# Problem statement:
Reproduce every entry below, replacing "instance" with "occurrence" wherever it appears and changing nothing else. Omit the pictures from your output.

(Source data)
START

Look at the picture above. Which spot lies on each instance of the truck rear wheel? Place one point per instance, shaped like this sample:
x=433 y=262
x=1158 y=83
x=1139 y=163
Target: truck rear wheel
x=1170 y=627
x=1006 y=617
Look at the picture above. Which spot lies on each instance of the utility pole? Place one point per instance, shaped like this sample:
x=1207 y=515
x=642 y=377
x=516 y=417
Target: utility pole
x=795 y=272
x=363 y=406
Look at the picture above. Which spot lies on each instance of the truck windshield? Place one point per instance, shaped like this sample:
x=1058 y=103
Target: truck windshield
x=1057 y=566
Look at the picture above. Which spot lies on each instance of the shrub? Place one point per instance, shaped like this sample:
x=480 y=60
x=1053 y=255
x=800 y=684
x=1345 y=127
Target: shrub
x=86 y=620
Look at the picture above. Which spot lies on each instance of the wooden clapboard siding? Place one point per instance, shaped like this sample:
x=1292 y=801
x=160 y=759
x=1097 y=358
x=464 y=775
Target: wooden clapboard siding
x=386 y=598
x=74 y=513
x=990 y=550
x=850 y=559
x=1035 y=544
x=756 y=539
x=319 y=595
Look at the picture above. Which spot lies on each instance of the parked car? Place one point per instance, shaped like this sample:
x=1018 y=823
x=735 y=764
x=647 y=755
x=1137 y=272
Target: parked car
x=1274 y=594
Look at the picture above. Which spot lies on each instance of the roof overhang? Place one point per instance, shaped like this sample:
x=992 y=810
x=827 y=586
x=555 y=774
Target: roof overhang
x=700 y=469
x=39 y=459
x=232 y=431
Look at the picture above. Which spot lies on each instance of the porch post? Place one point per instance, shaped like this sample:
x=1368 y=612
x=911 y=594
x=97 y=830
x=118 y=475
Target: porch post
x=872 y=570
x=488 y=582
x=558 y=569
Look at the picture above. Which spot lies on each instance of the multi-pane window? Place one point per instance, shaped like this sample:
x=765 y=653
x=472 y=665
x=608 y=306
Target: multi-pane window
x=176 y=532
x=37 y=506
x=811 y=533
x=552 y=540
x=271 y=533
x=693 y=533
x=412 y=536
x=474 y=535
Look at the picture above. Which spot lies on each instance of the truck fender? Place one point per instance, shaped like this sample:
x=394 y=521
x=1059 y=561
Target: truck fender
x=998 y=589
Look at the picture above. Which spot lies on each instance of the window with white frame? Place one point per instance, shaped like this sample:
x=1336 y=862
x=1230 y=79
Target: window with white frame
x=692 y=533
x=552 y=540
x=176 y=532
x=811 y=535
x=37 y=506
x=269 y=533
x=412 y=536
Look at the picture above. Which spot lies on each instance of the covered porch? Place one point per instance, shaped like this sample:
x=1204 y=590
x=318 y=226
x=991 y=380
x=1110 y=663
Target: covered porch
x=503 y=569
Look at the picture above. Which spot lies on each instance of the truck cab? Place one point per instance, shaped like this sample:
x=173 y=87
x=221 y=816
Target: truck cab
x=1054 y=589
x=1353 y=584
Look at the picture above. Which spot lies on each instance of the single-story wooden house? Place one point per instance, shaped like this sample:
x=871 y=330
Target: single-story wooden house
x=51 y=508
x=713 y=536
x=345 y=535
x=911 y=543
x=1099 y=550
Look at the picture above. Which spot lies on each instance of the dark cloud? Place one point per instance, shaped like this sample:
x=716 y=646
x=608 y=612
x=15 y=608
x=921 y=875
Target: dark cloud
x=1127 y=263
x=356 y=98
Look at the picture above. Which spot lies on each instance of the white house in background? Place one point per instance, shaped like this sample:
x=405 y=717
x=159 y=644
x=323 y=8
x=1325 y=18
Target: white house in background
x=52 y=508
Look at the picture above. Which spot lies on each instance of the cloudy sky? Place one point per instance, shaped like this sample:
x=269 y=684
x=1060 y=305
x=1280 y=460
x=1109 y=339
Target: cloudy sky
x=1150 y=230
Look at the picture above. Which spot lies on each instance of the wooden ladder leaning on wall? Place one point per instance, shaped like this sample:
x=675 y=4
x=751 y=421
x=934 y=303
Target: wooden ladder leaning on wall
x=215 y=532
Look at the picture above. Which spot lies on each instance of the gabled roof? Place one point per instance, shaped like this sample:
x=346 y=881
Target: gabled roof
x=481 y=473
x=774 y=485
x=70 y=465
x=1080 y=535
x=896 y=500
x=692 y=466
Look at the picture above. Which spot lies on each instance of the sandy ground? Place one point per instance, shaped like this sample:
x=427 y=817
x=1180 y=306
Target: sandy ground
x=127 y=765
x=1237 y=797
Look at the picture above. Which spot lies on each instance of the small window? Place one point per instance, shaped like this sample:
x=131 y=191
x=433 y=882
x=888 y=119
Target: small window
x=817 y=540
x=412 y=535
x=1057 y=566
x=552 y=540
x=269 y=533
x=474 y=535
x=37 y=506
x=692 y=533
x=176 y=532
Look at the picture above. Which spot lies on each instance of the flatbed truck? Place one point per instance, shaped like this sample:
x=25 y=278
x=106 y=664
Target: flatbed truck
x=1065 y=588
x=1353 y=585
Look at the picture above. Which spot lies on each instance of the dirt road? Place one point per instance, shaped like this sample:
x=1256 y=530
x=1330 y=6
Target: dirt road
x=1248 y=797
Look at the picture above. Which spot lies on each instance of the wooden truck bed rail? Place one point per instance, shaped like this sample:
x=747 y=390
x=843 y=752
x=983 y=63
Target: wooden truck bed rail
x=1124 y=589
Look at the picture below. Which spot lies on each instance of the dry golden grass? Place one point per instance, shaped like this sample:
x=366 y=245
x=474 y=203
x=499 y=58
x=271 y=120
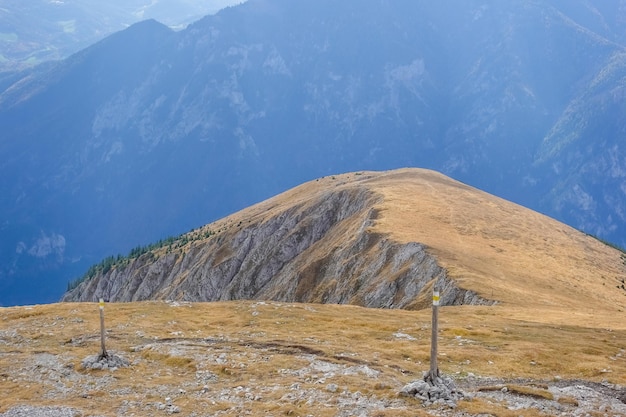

END

# Reply:
Look at the picture above. Which spot lies on each occurrence of the truck rear wheel? Place one point per occurrence, shaped like this sample:
x=433 y=262
x=1158 y=83
x=1139 y=163
Target: truck rear wheel
x=1170 y=627
x=1006 y=617
Look at the picture above. Which spot lies on each occurrence of the utility pole? Place one point per occurrence, shaped like this sample:
x=1207 y=515
x=642 y=377
x=516 y=417
Target: utility pole
x=795 y=272
x=363 y=406
Look at the picture above. Which spot lies on each occurrence of the truck windshield? Place one point per occurrence, shaped like this sample:
x=1058 y=103
Target: truck windshield
x=1057 y=566
Look at the picture above. Which spot lies on each occurrence of the shrub? Place one point per occurrence, shaped like this sample:
x=480 y=60
x=1053 y=255
x=800 y=684
x=1345 y=127
Target: shrub
x=86 y=620
Look at the picture above. Which spot lies on each occurrence of the wooden clapboard siding? Place one point per occurrence, shaped like this sample:
x=1292 y=801
x=160 y=759
x=1097 y=358
x=464 y=775
Target: wooden clapboard siding
x=386 y=598
x=74 y=513
x=990 y=550
x=850 y=559
x=1035 y=544
x=756 y=539
x=319 y=595
Look at the picture above. Which spot lies on each occurrence of the parked car? Place one point per occurrence, shaped like this sample:
x=1018 y=823
x=735 y=764
x=647 y=755
x=1137 y=272
Target: parked car
x=1274 y=594
Look at the picture above. Which spot lies on each occurrence of the roof overhang? Place one point per occurrence, shaped like this sample:
x=992 y=810
x=827 y=586
x=555 y=774
Target: roof overhang
x=700 y=469
x=39 y=459
x=232 y=431
Look at the picture above. Which spot lies on each occurrence of the porch post? Place one point per occurrence, shaped like this sample:
x=1368 y=612
x=911 y=594
x=97 y=830
x=118 y=475
Target: porch post
x=872 y=570
x=488 y=582
x=558 y=569
Look at the picture above. Which spot lies on each occurrence of the multi-pane window? Place one point per occurrence, shaped like this sample:
x=765 y=653
x=472 y=665
x=608 y=306
Target: multi-pane window
x=176 y=532
x=37 y=506
x=811 y=533
x=552 y=540
x=271 y=533
x=693 y=533
x=412 y=536
x=474 y=535
Look at the picture above. Which spot lies on each occurrence of the truck fender? Place one point per occurrence, shaped like this sample:
x=394 y=521
x=1059 y=561
Target: truck fender
x=998 y=589
Look at the picture above. Which spot lies on each occurrence of the window with white frame? Place one point per occurrence, shaped like this sample:
x=1336 y=862
x=1230 y=79
Target: window with white frame
x=692 y=533
x=552 y=540
x=176 y=532
x=811 y=535
x=37 y=506
x=269 y=533
x=412 y=536
Look at the picture above. Which spot lies on each occurrence of the covered porch? Place one point per occurrence, shaped like this sample:
x=1204 y=590
x=318 y=226
x=991 y=380
x=1110 y=663
Target: covered porch
x=503 y=569
Look at the picture above. Which spot lies on each occurrence of the truck cab? Place one point per occurrence, shaped like this sample:
x=173 y=87
x=221 y=816
Target: truck cab
x=1054 y=589
x=1353 y=584
Look at the picture above. Which spot lies on each occurrence of the single-story wooden house? Place one point per occurrence, shaped like this sample:
x=871 y=330
Target: single-story wooden house
x=51 y=508
x=713 y=536
x=345 y=535
x=911 y=543
x=1099 y=550
Look at the picture above. Which spot lies on each occurrence of the dark cloud? Place one point per occurrence, shaped like this sample:
x=716 y=646
x=608 y=612
x=15 y=608
x=921 y=875
Target: dark cloud
x=1127 y=263
x=356 y=98
Look at the picture above. Which spot lies on each occurrence of the white house in background? Place one point per occurrence, shaped like this sample:
x=405 y=717
x=159 y=644
x=323 y=8
x=1325 y=18
Target: white house in background
x=52 y=508
Look at the picture above. Which spot lies on each occurrence of the cloudy sky? Place one point per occurrence, shaped like this sample:
x=269 y=684
x=1060 y=305
x=1280 y=460
x=1109 y=339
Target: cloudy sky
x=1150 y=230
Look at the picture above. Which spot lies on each occurrence of the wooden ladder leaning on wall? Place one point per occurrence, shaped like this sample:
x=675 y=4
x=751 y=421
x=934 y=303
Target: wooden ladder leaning on wall
x=215 y=532
Look at the picture above. Which spot lies on each occurrence of the gabled roof? Place one point per occurrence, shaped like this sample:
x=346 y=881
Target: gabled roof
x=481 y=473
x=774 y=485
x=70 y=465
x=1080 y=535
x=896 y=500
x=692 y=466
Look at the picture above. Which spot lies on each occurrence of the sandy ground? Place one point per occurrence, shaped like this sample:
x=427 y=817
x=1180 y=306
Target: sandy ground
x=127 y=765
x=1237 y=797
Look at the picture above. Which spot lies on each occurrence of the small window? Place one point per occurrence, shaped like this sample:
x=131 y=191
x=433 y=882
x=888 y=119
Target: small window
x=817 y=540
x=412 y=535
x=1057 y=566
x=552 y=540
x=269 y=533
x=474 y=535
x=37 y=506
x=692 y=533
x=176 y=532
Look at the picture above. Which spot lies on each occurrence of the flatbed truck? Place one point per occurrence, shaped like this sample:
x=25 y=278
x=106 y=664
Target: flatbed truck
x=1065 y=588
x=1353 y=585
Look at the picture above. Which spot lies on each occurrence of the dirt road? Place one point per occurrence, shaped like this sample:
x=1256 y=530
x=1330 y=6
Target: dirt road
x=1248 y=797
Look at the picture above. Which spot lies on each occurrence of the wooden truck bed rail? Place one point per occurrence, shaped like this sample:
x=747 y=390
x=843 y=752
x=983 y=63
Target: wooden truck bed rail
x=1124 y=589
Look at the picture below. Which spot lies on each occurrence of the dry golden grass? Place one point per occurrence, shaped like this sample:
x=366 y=245
x=474 y=203
x=499 y=58
x=271 y=120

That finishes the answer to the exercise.